本文:
▶
ノートルダム学院小学校、ノートルダム女学院を卒業。その後神戸大学発達科学部、神戸大学人間発達環境学研究科修士課程、京都大学理学研究科博士課程に進学。理学博士(2017年、京都大学)。日本学術振興会特別研究員、大学の教員等を経て2021年4月より現職。

京都大学iPS細胞研究財団の研究員として、主にゲノム解析の仕事に携わる神谷麻梨さん。 現在の仕事の原点となったノートルダム女学院の科学クラブでの活動や、 iPS細胞という医療の未来を担う研究者として、いま大切に考えていることをお聞きしました。

〈いま〉
京都大学iPS細胞研究財団にて研究員としてゲノム解析を担当

神谷さんは、現在、京都大学iPS細胞研究財団の研究員として仕事をしている。
「iPS細胞は、多様な細胞へ分化する能力を持った細胞で、再生医療、病気の原因究明、新薬の開発などへの活用が期待されています。私の所属する京都大学iPS細胞研究財団(CiRA_F)は、京都大学iPS細胞研究所(CiRA)から一部機能が分離して2019年に設立された新しい組織。iPS細胞を用いた再生医療の実用化に向け、大学から産業界へと技術や知識を橋渡しすることがミッションです。再生医療に使用できる品質のiPS細胞を製造し、全国の研究機関や企業への公平かつ適正な価格での提供や、新たな技術・基準の開発やその提供を通して、再生医療の普及に貢献しています」。
◀
課題内容:
本文に書かれている事実をもとに、次の問いに答えなさい。
(a) 神谷さんが理学博士の学位を取得した年と大学はどこか。
(b) 神谷さんが現職に就いたのはいつか。
(c) 京都大学iPS細胞研究財団が設立されたのは何年か。
資料はこの課題には関係しない。

表示情報:
▶
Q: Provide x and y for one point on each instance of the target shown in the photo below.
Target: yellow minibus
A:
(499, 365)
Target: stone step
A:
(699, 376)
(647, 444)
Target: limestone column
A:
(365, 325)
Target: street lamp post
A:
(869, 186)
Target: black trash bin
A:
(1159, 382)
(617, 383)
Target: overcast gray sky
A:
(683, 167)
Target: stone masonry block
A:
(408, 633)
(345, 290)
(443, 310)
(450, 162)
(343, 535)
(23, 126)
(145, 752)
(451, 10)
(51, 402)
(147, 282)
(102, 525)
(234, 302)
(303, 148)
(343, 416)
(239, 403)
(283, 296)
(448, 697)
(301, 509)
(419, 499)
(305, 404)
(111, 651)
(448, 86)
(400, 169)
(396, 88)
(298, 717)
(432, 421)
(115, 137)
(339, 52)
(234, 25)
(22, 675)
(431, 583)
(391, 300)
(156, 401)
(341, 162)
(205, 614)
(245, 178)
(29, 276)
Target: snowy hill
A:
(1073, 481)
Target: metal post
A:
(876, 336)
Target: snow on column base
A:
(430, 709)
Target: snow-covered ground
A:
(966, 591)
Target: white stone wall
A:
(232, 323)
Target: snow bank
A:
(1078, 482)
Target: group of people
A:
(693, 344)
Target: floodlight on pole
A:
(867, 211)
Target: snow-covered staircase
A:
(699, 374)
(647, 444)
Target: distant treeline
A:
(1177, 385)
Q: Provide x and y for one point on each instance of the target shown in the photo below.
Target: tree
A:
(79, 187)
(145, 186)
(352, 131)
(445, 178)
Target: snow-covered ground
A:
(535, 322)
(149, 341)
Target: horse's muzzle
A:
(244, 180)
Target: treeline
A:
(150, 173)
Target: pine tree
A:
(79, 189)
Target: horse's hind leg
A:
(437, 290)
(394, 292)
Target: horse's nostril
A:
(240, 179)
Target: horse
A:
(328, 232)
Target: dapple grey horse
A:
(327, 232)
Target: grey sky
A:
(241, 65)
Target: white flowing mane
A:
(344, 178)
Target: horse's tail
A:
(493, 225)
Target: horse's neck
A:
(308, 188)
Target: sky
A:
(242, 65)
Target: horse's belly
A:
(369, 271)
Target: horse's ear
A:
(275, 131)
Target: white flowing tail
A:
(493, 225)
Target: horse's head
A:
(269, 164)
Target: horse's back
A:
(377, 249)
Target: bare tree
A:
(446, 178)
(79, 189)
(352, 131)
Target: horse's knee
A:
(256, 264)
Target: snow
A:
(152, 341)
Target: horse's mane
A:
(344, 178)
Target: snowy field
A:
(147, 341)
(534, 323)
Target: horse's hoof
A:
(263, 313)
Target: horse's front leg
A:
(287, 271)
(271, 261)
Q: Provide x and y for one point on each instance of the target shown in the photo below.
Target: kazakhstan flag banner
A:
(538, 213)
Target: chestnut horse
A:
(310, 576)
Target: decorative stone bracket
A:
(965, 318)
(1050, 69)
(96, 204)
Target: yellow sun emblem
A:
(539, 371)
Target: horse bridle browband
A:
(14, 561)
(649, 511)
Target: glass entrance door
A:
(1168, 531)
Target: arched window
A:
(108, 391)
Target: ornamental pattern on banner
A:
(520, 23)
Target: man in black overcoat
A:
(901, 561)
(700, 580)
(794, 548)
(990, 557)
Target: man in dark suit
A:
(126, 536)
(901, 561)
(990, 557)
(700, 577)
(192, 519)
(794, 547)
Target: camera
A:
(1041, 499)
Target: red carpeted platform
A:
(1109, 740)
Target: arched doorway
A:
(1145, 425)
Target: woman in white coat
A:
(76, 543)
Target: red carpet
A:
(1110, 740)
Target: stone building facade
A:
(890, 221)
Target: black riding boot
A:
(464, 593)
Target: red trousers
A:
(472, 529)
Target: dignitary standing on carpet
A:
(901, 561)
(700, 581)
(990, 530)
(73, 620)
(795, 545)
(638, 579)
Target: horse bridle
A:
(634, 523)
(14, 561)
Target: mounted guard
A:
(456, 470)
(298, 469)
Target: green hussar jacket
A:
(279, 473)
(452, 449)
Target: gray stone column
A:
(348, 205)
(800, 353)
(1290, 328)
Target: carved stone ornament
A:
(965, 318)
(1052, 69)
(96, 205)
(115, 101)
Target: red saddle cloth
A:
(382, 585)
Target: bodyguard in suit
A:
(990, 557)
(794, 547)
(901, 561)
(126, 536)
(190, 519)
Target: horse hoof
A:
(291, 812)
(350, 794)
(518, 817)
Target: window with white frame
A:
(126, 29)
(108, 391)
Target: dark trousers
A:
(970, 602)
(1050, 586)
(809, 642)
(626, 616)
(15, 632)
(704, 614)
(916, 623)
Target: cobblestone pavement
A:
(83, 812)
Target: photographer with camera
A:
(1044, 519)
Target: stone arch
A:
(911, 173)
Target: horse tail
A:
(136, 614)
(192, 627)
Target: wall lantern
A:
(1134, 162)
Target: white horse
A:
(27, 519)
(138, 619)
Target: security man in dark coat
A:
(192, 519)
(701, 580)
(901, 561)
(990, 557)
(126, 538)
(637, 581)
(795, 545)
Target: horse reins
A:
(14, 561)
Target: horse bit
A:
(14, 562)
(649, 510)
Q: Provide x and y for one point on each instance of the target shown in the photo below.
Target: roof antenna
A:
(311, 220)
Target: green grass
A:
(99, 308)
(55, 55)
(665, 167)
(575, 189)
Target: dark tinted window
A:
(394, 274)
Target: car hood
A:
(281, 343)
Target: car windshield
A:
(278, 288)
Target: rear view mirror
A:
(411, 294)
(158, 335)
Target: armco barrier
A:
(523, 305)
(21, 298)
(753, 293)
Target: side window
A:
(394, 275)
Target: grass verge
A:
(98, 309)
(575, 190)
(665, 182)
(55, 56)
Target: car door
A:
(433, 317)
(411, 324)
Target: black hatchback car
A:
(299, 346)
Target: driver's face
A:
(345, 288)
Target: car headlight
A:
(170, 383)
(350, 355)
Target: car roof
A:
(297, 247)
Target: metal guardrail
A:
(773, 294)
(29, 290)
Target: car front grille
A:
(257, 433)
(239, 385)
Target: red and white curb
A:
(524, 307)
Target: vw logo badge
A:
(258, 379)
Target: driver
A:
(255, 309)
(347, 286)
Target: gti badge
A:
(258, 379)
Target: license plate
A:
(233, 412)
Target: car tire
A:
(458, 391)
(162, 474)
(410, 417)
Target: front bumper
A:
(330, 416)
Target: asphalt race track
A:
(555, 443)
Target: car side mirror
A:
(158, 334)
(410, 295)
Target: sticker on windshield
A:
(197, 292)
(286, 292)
◀
解答:
(a) 2017年、京都大学
(b) 2021年4月
(c) 2019年